#### Written task
Change "one marker" to "a single marker" throughout the following lines, and keep every other word as it is.

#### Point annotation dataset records
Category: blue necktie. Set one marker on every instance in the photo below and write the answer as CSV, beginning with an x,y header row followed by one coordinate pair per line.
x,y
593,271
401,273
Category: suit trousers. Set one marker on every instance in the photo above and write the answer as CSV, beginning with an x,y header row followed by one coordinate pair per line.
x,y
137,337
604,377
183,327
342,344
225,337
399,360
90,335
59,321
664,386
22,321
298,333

#### Problem solution
Category: blue necktie. Set a single marker on every instance in the photo below and write the answer as CSV, beginning with an x,y header row followed by one coordinate pair per line.
x,y
593,271
401,273
Category: suit trousers. Set a single marker on every instance in the photo above and write the answer as CSV, beginning with an x,y header row followed by one coordinate pair per line.
x,y
137,337
604,377
183,327
342,344
225,337
399,360
90,335
59,321
664,386
22,321
298,333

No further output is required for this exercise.